start RECORDS SUPPLIED

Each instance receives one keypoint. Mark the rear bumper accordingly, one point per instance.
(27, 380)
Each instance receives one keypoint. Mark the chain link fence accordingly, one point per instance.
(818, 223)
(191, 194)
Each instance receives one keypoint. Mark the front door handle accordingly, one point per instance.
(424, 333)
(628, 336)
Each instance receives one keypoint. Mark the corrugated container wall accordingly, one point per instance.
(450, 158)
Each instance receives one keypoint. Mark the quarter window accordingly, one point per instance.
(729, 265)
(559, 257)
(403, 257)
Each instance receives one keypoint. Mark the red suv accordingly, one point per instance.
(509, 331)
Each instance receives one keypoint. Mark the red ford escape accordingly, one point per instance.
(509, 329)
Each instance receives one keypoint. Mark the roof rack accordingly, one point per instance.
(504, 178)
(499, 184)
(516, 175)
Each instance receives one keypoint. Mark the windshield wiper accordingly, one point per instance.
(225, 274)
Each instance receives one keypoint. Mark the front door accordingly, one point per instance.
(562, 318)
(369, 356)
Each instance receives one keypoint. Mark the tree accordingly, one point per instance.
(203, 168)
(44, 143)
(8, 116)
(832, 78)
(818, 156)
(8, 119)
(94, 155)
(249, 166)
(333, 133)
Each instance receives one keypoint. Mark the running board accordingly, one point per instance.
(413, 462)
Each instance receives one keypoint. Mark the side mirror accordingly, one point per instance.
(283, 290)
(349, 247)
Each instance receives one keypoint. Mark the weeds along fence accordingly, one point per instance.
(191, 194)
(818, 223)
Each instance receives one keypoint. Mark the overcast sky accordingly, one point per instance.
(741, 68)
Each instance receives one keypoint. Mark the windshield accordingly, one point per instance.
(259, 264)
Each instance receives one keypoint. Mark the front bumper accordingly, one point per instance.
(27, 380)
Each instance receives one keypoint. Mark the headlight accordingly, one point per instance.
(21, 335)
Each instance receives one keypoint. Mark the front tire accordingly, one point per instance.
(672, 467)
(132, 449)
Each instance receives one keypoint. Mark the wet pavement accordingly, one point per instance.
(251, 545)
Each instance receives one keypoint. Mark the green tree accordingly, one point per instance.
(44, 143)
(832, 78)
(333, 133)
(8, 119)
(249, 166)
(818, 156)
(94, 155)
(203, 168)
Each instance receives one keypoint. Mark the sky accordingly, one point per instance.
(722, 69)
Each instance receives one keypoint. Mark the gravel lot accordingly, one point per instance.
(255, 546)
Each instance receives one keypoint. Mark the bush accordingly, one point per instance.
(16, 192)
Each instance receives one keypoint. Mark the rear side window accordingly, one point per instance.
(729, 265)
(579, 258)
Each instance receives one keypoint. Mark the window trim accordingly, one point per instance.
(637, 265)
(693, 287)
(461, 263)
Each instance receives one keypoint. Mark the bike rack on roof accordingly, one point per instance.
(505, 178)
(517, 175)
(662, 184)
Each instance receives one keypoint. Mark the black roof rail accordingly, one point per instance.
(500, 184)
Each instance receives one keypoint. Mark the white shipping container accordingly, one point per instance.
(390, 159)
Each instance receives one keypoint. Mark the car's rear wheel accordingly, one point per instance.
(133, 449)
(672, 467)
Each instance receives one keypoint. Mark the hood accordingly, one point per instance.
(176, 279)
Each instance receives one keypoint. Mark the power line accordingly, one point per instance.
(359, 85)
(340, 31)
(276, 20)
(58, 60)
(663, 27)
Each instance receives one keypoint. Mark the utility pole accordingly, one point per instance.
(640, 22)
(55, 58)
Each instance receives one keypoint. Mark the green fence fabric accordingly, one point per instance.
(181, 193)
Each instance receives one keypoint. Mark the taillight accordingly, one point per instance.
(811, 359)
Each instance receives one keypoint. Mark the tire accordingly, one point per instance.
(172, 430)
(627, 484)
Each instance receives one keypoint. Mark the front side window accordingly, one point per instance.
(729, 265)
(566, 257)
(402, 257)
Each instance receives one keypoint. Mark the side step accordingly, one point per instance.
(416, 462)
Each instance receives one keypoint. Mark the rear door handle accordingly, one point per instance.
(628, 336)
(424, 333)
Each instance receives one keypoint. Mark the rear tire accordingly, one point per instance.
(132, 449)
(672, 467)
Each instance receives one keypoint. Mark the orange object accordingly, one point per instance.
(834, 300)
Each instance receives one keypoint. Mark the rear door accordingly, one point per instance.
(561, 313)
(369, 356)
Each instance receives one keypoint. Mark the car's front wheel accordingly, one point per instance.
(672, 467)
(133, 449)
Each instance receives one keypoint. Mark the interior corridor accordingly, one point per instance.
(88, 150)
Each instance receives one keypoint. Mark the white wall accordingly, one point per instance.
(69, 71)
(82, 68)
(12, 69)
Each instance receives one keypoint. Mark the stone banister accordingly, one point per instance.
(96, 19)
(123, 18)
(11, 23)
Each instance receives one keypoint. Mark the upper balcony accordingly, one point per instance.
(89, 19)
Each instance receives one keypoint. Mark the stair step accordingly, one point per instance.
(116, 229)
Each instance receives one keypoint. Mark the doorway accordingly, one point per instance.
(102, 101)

end RECORDS SUPPLIED

PROBLEM DETAILS:
Every record should be repeated exactly; please leave none out.

EXERCISE RESULT:
Each instance receives one keypoint. Mark the rear bumper accordingly, one point per instance.
(27, 380)
Each instance receives one keypoint. Mark the chain link fence accordingly, one point per instance.
(818, 223)
(191, 194)
Each instance receives one keypoint. Mark the front door handle accordingly, one point per instance.
(424, 333)
(628, 336)
Each instance receives one keypoint. Mark the corrugated container wall accordingly, one point per instance.
(450, 158)
Each instance receives one keypoint. Mark the quarter window accordingly, one point per instance.
(729, 265)
(559, 257)
(403, 257)
Each instance receives one keypoint. Mark the red suv accordingly, one point per instance.
(509, 331)
Each instance receives one keypoint. Mark the red ford escape accordingly, one point per instance.
(509, 329)
Each instance receives one keypoint. Mark the roof rack accordingly, one point per instance.
(504, 178)
(499, 184)
(516, 175)
Each instance receives one keypoint. Mark the windshield wiper accordingly, one point per instance.
(225, 274)
Each instance receives one keypoint. Mark the front door accordingly, one point per instance.
(562, 318)
(369, 356)
Each instance receives one keypoint. Mark the tree accordingly, one point per instance.
(203, 168)
(44, 143)
(8, 116)
(832, 78)
(818, 156)
(8, 119)
(94, 155)
(249, 166)
(333, 133)
Each instance receives one keypoint. Mark the running board accordingly, one point per instance.
(413, 462)
Each instance receives one keypoint. Mark the side mirror accordingly, one point per instance.
(283, 290)
(349, 247)
Each instance receives one keypoint. Mark the weeds along fence accordingly, one point per instance.
(191, 194)
(818, 223)
Each instance receives one keypoint. Mark the overcast sky accordingly, one point per instance.
(741, 68)
Each instance receives one keypoint. Mark the windshield accordingly, one point per instance.
(259, 264)
Each instance receives one keypoint. Mark the front bumper accordingly, one point per instance.
(27, 380)
Each instance receives one keypoint. Mark the headlight accordingly, one point per instance.
(21, 335)
Each instance receives one keypoint. Mark the front tire accordingly, one point per instance.
(672, 467)
(132, 449)
Each instance receives one keypoint. Mark the wet pavement accordingly, one point per instance.
(251, 545)
Each instance receives one keypoint. Mark the green tree accordingly, one point per instance.
(44, 143)
(832, 78)
(333, 133)
(8, 119)
(249, 166)
(818, 156)
(94, 155)
(203, 168)
Each instance receives one keypoint. Mark the sky accordingly, one point per instance.
(722, 69)
Each instance receives one keypoint. Mark the gravel lot accordingly, one point per instance.
(255, 546)
Each instance receives one keypoint. Mark the bush accordingly, one point per instance.
(16, 192)
Each instance receives one keypoint. Mark the rear side window accordingly, one point per instance.
(729, 265)
(579, 258)
Each instance receives one keypoint. Mark the window trim accordingly, one point per instance.
(637, 265)
(693, 287)
(461, 263)
Each instance receives one keypoint. Mark the bike rack on roof accordingly, one point per instance.
(505, 178)
(517, 175)
(662, 184)
Each instance receives one keypoint. Mark the black roof rail accordingly, one point per instance.
(500, 184)
Each instance receives one keypoint. Mark the white shipping container accordingly, one point per instance.
(390, 159)
Each instance receives one keypoint. Mark the car's rear wheel accordingly, one point per instance.
(133, 449)
(672, 467)
Each instance receives one keypoint. Mark the hood accordingly, one point per instance.
(176, 279)
Each instance receives one keypoint. Mark the power line accordingly, one point per instance.
(359, 85)
(340, 31)
(276, 20)
(58, 60)
(663, 27)
Each instance receives one keypoint. Mark the utility pole accordingly, one point per instance.
(640, 22)
(55, 58)
Each instance receives one keypoint. Mark the green fence fabric accordingly, one point per instance.
(181, 193)
Each instance receives one keypoint. Mark the taillight accordingly, one point per instance.
(811, 359)
Each instance receives one keypoint. Mark the tire accordingly, one point per instance.
(172, 430)
(627, 484)
Each instance receives one keypoint. Mark the front side window accordingly, one point per instance.
(729, 265)
(566, 257)
(402, 257)
Each instance receives one keypoint. Mark the side step accordingly, one point per instance.
(416, 462)
Each instance receives one keypoint. Mark the rear door handle accordingly, one point per instance.
(628, 336)
(424, 333)
Each instance receives one keypoint. Mark the rear tire accordingly, one point per instance.
(132, 449)
(672, 467)
Each instance receives one keypoint. Mark the orange object accordingly, one point per instance.
(834, 300)
Each instance receives one keypoint. Mark the rear door accordingly, one point per instance.
(561, 313)
(369, 356)
Each instance receives one keypoint. Mark the car's front wheel accordingly, one point per instance.
(672, 467)
(133, 449)
Each instance receives one keypoint. Mark the interior corridor accordingly, one point per instance.
(88, 150)
Each instance receives one keypoint. Mark the white wall accordingly, one point per instance.
(69, 71)
(82, 68)
(12, 69)
Each instance receives one keypoint. Mark the stone banister accordingly, one point per instance.
(96, 19)
(123, 18)
(11, 23)
Each instance receives one keypoint. Mark the upper balcony accordingly, one point per instance.
(89, 19)
Each instance receives one keypoint. Mark the stair step accordingly, one point per instance.
(116, 229)
Each instance receives one keypoint. Mark the doorway accordingly, one point per instance.
(102, 101)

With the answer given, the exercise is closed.